Provided text:
What is Scoliosis?
Scoliosis is a medical condition that causes an abnormal curvature of the spine. The Scoliosis Research Society (SRS) defines scoliosis as “a three-dimensional deformity of the spine, characterized by a lateral (side-to-side) curvature and rotation (twisting) of the vertebrae.” The SRS further elaborates that scoliosis is typically diagnosed when the curvature of the spine measures 10 degrees or greater on an X-ray.
What are the types of scoliosis?
- Idiopathic scoliosis: This is the most common type of scoliosis, accounting for around 80% of cases. Idiopathic scoliosis has no known cause and usually develops during adolescence.
- Congenital scoliosis: This type of scoliosis is present at birth and is caused by a malformation in the spine or vertebrae.
- Neuromuscular scoliosis: This type of scoliosis is caused by an underlying neuromuscular disorder, such as cerebral palsy or muscular dystrophy.
- Degenerative scoliosis: This type of scoliosis occurs in older adults and is caused by the natural degeneration of the spine due to aging.
- Functional scoliosis: This type of scoliosis is caused by an underlying condition that affects the body’s balance or posture, such as a leg length discrepancy or muscle weakness.
- Syndromic scoliosis: This type of scoliosis is associated with a genetic or inherited syndrome, such as Marfan syndrome or neurofibromatosis.
What are the treatment for scoliosis?

Work to complete:
(1) Using the scoliosis text, answer each question:
(a) What spinal curvature on an X-ray usually leads to a scoliosis diagnosis?
(b) About what share of cases is idiopathic scoliosis?
(c) What causes degenerative scoliosis?
(2) List every type of scoliosis named in the scoliosis text.
(3) Resume the scoliosis text where it stops, picking up after its last line.
The data that comes next is separate material and is not part of the scoliosis text.

Data:
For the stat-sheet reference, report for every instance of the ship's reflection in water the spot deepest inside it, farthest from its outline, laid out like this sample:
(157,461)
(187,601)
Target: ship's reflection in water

Task-by-task answers:
(1)
(a) A curvature of 10 degrees or greater.
(b) Around 80%.
(c) The natural degeneration of the spine due to aging.

(2)
- Idiopathic scoliosis
- Congenital scoliosis
- Neuromuscular scoliosis
- Degenerative scoliosis
- Functional scoliosis
- Syndromic scoliosis

(3)
The treatment for scoliosis varies depending on the type, severity of the condition. The severity of scoliosis is typically categorized as mild (10-25 degrees), moderate (25-40 degrees), or severe (greater than 40 degrees).
In mild cases, observation and monitoring with early Schroth therapy may be sufficient, while for moderate case, brace and Schroth therapy is indicated, for severe cases may require braces or surgery.
When shall we screen for scoliosis?
The American Academy of Orthopaedic Surgeons recommends that children be screened for scoliosis at regular intervals during their growth and development years. The most common age for scoliosis screening is during early adolescence, typically between the ages of 10 and 14, when the spine is going through a period of rapid growth. Girls are more likely to develop scoliosis than boys, so they may be screened more frequently.
Early screening for scoliosis is important because it can lead to early detection and treatment, which can help prevent the progression of the curvature and minimize the need for more aggressive interventions later on.